**WHAT YOU SHOULD DO:** Continue the article about searching exoplanet atmospheres for signs of life, picking up after its final sentence.

**TEXT SECTION:**
Ever since we first discovered exoplanets — planets outside our solar system — we have tried to find evidence that would show the presence of life on those planets. But given the distance to those planets, and our current technology which limits exploring even neighboring Mars only with robots, scientists need to think of novel methods to carry out their search for alien life.

An effective method is to look for biosignatures, or indirect evidence of biological activity, such as the presence of certain chemicals in a planet’s atmosphere, provided the planet already meets other criteria for sustaining life as we know it. These criteria include things like the presence of liquid water, surface temperature and distance from the host star.

Since life, as we know it today, depends on the presence of oxygen in Earth’s atmosphere, scientists have usually looked for chemical signatures of plentiful oxygen in the atmospheres of other planets as a proxy for the potential existence of life on them. But researchers from University of Washington (UW) proposed another method, in a study published Wednesday, which they said maybe “more promising than just looking for oxygen.”

“This idea of looking for atmospheric oxygen as a biosignature has been around for a long time. And it’s a good strategy — it’s very hard to make much oxygen without life. But we don’t want to put all our eggs in one basket. Even if life is common in the cosmos, we have no idea if it will be a life that makes oxygen. The biochemistry of oxygen production is very complex and could be quite rare,” Joshua Krissansen-Totton, a doctoral student at the university and corresponding author of the study, said in a statement.

That makes a lot of sense, given the fact that even life on Earth existed for billions of years without oxygen. Life existed on our planet as long back as 3.5 billion years ago, and the microorganisms that were the only life forms on Earth for the following 1.5-2 billion years survived on sulfur and methane, not oxygen.

The first relatively complex life forms appeared 2.1-1.6 billion years ago, but the first large plants and animals only showed up about 800 million years ago, an evolutionary step often associated with rise in atmospheric oxygen. But a recent study showed that it was only between 540 and 420 million years ago that oxygen in the atmosphere rose to about half of today’s 21 percent.

**STORED DATA:**
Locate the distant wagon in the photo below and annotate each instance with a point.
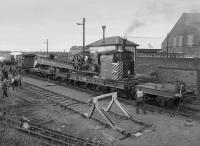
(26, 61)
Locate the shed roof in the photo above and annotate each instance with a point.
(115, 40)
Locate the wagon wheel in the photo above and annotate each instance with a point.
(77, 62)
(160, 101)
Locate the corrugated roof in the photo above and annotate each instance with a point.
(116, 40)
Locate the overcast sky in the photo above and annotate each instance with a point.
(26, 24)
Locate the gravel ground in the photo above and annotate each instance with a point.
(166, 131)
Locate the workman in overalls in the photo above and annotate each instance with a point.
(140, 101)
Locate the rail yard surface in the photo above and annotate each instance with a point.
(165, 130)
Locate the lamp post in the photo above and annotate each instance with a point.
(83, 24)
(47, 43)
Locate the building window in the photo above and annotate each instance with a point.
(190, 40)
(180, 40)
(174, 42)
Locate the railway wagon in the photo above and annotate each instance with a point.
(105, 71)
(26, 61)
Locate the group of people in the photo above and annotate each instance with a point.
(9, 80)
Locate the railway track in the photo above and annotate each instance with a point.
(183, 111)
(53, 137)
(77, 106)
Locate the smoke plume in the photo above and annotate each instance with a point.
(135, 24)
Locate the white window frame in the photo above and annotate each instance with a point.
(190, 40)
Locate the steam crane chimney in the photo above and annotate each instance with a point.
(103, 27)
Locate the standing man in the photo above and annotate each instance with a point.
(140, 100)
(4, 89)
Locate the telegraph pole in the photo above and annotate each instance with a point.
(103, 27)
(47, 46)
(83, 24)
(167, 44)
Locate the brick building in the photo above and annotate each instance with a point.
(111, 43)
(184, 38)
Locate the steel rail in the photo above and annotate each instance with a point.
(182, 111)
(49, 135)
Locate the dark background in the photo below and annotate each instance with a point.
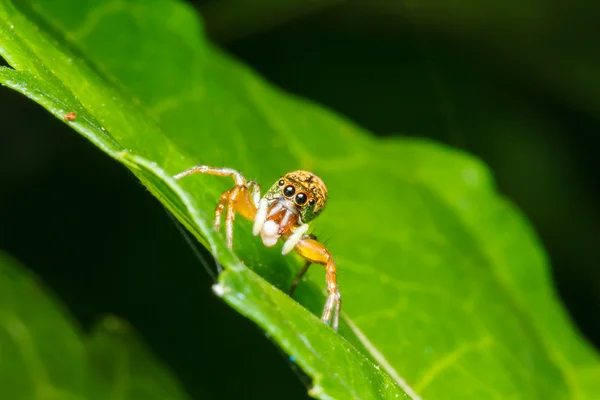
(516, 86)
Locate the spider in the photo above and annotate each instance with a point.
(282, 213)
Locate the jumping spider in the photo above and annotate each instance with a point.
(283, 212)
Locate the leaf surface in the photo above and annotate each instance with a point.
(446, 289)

--

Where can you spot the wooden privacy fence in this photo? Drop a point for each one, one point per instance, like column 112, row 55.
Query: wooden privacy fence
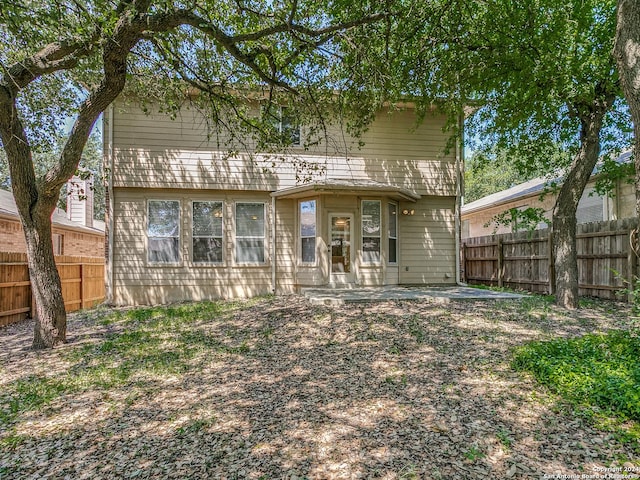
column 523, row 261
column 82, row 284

**TASK OUTPUT:**
The UW researchers looked at the history of life on Earth and identified gases other than oxygen which, in a specific combination, would be evidence of life on another planet.

“We need to look for fairly abundant methane and carbon dioxide in a world that has liquid water at its surface and find an absence of carbon monoxide. Our study shows that this combination would be a compelling sign of life. What’s exciting is that our suggestion is doable, and may lead to the historic discovery of an extraterrestrial biosphere in the not-too-distant future,” coauthor David Catling, a UW professor of Earth and space sciences, said in the statement.

A non-biological process would produce methane and carbon dioxide — which represent two extremes of oxidation — as well as carbon monoxide, as an intermediary between the two extremes. But if microbial life were present, it would eat away the carbon monoxide, leaving behind only the other two molecules.

“Life that makes methane uses a simple metabolism, is ubiquitous and has been around through much of Earth’s history. It’s an easy thing to do so it’s potentially more common than oxygen-producing life. This is definitely something we should be looking for as new telescopes come online,” Krissansen-Totton said.

Stephanie Olson at the University of California, Riverside, was also a coauthor on the study, which appeared online as an open-access paper titled “Disequilibrium biosignatures over Earth history and implications for detecting exoplanet life.”